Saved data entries
┄┄┄┄┄┄
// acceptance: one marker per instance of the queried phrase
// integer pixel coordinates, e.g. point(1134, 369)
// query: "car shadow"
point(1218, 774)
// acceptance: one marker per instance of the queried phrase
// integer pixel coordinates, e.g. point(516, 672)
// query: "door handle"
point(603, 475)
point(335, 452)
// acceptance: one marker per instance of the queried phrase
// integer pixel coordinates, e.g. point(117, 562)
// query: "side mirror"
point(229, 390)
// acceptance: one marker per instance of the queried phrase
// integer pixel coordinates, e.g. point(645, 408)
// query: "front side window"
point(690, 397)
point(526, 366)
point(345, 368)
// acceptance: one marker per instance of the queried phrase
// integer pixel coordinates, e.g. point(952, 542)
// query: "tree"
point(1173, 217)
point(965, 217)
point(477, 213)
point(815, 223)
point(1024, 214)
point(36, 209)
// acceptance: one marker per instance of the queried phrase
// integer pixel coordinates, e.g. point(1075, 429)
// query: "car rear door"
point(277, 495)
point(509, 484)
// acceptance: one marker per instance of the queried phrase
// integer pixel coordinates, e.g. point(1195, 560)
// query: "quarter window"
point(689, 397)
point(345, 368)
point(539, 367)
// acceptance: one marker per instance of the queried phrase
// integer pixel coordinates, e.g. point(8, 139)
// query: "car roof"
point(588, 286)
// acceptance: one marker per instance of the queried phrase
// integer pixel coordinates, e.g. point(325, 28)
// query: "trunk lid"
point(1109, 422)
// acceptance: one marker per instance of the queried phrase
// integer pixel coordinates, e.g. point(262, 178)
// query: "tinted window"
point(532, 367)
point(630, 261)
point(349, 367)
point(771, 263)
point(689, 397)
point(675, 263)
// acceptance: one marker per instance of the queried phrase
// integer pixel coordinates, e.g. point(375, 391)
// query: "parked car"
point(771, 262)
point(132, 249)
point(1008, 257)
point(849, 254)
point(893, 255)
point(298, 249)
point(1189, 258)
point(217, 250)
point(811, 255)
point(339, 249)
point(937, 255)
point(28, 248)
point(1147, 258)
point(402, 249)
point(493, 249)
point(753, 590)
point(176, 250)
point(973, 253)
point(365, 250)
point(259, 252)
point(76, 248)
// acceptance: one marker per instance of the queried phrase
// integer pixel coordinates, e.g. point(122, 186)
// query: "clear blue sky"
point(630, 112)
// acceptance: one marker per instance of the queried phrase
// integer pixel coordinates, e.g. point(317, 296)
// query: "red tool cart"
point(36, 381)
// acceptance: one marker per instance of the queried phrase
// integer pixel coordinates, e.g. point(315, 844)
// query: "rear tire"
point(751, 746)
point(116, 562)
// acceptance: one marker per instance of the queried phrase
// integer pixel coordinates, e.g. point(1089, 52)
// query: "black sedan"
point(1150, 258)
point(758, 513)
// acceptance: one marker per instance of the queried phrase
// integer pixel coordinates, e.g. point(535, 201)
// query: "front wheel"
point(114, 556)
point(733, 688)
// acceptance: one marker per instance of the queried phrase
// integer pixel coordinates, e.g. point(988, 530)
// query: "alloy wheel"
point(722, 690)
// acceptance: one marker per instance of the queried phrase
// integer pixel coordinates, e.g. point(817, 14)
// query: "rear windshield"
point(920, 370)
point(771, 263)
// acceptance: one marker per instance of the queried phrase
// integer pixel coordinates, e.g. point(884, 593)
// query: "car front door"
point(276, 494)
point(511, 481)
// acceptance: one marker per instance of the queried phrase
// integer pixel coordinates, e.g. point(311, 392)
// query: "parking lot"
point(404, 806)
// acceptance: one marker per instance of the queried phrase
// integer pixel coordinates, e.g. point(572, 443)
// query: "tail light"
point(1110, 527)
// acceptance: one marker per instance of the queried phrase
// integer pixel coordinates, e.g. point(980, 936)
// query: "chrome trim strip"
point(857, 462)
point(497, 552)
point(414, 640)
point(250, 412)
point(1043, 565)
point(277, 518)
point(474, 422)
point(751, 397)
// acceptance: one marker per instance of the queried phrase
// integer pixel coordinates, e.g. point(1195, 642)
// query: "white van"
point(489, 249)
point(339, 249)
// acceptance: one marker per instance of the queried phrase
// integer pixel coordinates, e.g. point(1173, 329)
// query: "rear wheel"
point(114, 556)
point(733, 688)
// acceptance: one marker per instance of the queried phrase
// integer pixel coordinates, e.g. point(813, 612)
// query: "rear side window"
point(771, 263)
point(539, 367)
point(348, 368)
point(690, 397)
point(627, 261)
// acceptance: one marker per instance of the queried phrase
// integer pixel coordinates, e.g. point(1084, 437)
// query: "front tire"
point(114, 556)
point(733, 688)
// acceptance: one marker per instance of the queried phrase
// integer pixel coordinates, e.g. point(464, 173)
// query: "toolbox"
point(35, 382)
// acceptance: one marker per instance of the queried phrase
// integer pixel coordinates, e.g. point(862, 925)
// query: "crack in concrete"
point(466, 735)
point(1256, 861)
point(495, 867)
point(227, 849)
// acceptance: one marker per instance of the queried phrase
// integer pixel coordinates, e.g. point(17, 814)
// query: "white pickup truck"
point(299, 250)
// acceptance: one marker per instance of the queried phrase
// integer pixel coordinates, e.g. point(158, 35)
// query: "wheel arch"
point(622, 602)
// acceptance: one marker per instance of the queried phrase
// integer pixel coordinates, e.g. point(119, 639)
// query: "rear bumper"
┄┄┄┄┄┄
> **WHAT IS EXPECTED**: Rewrite all of the rows above, swapping every "marker" for "dot" and leaving everything else the same.

> **ANSWER FOR THE TASK**:
// acceptance: one dot per instance of the queried phrase
// integer pixel coordinates, e.g. point(1134, 369)
// query: "car shadow"
point(1218, 774)
// acceptance: one dot per instance of the queried phrase
// integer pixel coordinates, e.g. point(516, 672)
// query: "door handle"
point(603, 475)
point(335, 452)
// acceptance: one dot per instance of the queried phrase
// integer pixel coordinates, e.g. point(117, 562)
// query: "side mirror"
point(229, 390)
// acceptance: one dot per instance of the queried phrase
// integer pixel coordinates, e.g. point(645, 408)
// query: "front side window"
point(690, 397)
point(526, 366)
point(345, 368)
// acceptance: one dot per instance of the queried phrase
// integer pixel coordinates, e.g. point(952, 542)
// query: "tree"
point(1173, 217)
point(965, 217)
point(477, 213)
point(815, 223)
point(1024, 214)
point(36, 209)
// acceptance: one dot per instance of the queried phrase
// integer pixel coordinates, e.g. point(1075, 429)
// query: "car rear door"
point(277, 495)
point(509, 484)
// acceptance: one dot per instance of the queried phrase
// integer pixel coordinates, e.g. point(1195, 560)
// query: "quarter window"
point(689, 397)
point(345, 368)
point(539, 367)
// acceptance: one dot per instance of the queried phrase
// integer pixel coordinates, e.g. point(8, 139)
// query: "car roof"
point(588, 286)
// acceptance: one dot per instance of the queried phrase
// integer pixel coordinates, e.g. point(325, 28)
// query: "trunk lid"
point(1109, 422)
// acceptance: one dot per instance of the queried phrase
// integer pixel coordinates, e.g. point(262, 178)
// query: "tinted window"
point(532, 367)
point(630, 261)
point(349, 367)
point(771, 263)
point(689, 397)
point(675, 263)
// acceptance: one dot per instance of the queried phrase
// integer pixel coordinates, e.g. point(375, 391)
// query: "parked car"
point(771, 262)
point(132, 249)
point(1008, 257)
point(849, 254)
point(893, 255)
point(298, 249)
point(1189, 258)
point(217, 250)
point(811, 255)
point(339, 249)
point(937, 255)
point(28, 248)
point(1147, 258)
point(402, 249)
point(493, 249)
point(753, 590)
point(176, 250)
point(973, 253)
point(365, 250)
point(259, 252)
point(76, 248)
// acceptance: one dot per instance of the queried phrase
// integer pixel coordinates, e.g. point(122, 186)
// query: "clear blue sky"
point(630, 112)
// acceptance: one dot per instance of the queried phrase
// integer pixel coordinates, e.g. point(317, 296)
// query: "red tool cart"
point(36, 381)
// acceptance: one dot per instance of the queried phrase
// integer pixel coordinates, e.g. point(315, 844)
// query: "rear tire"
point(751, 746)
point(116, 562)
// acceptance: one dot per instance of the queried phrase
// integer pixel coordinates, e.g. point(1089, 52)
// query: "black sedan"
point(1150, 258)
point(758, 513)
// acceptance: one dot per instance of the queried phrase
// integer pixel coordinates, e.g. point(535, 201)
// query: "front wheel"
point(114, 556)
point(733, 688)
// acceptance: one dot per instance of the queried phrase
// integer pixel coordinates, e.g. point(988, 530)
// query: "alloy wheel"
point(722, 690)
// acceptance: one dot per instance of the queried phrase
// integer pixel coordinates, e.g. point(817, 14)
// query: "rear windshield"
point(920, 370)
point(771, 263)
// acceptance: one dot per instance of the queried phrase
// integer pixel coordinates, e.g. point(884, 593)
// query: "car front door"
point(276, 494)
point(511, 481)
// acceptance: one dot per instance of the queried phrase
// integer pixel coordinates, e.g. point(311, 392)
// query: "parking lot"
point(404, 806)
// acceptance: one dot per instance of the queried phrase
// integer pixel coordinates, e.g. point(572, 443)
// query: "tail light"
point(1110, 527)
// acceptance: one dot per instance of the queried phrase
// integer pixel coordinates, e.g. point(980, 936)
// query: "chrome trim strip"
point(857, 462)
point(497, 552)
point(414, 640)
point(250, 412)
point(1043, 565)
point(277, 518)
point(474, 422)
point(751, 397)
// acceptance: one dot per instance of the queried phrase
// integer pixel coordinates, e.g. point(1195, 642)
// query: "white van"
point(489, 249)
point(339, 249)
// acceptance: one dot per instance of the queried phrase
// integer pixel coordinates, e.g. point(1173, 329)
// query: "rear wheel"
point(114, 556)
point(733, 688)
// acceptance: one dot per instance of the queried phrase
// integer pixel coordinates, e.g. point(813, 612)
// query: "rear side window"
point(771, 263)
point(539, 367)
point(348, 368)
point(690, 397)
point(627, 261)
// acceptance: one dot per instance of the queried phrase
// integer pixel coordinates, e.g. point(1084, 437)
// query: "front tire"
point(114, 556)
point(733, 688)
// acceptance: one dot per instance of the queried phrase
// integer pixel coordinates, e.g. point(464, 173)
// query: "toolbox"
point(35, 382)
// acceptance: one dot per instance of the queried phrase
// integer pixel coordinates, e.g. point(862, 925)
// query: "crack in concrete"
point(466, 735)
point(1256, 861)
point(495, 867)
point(227, 849)
// acceptance: one dot per instance of the queried phrase
// integer pixel coordinates, e.g. point(17, 814)
// query: "white pickup truck"
point(299, 250)
// acceptance: one dot per instance of the queried phrase
// integer pixel coordinates, e.g. point(158, 35)
// query: "wheel arch"
point(622, 602)
// acceptance: one dot per instance of the queried phrase
// integer pixel coordinates, e.g. point(119, 639)
// query: "rear bumper"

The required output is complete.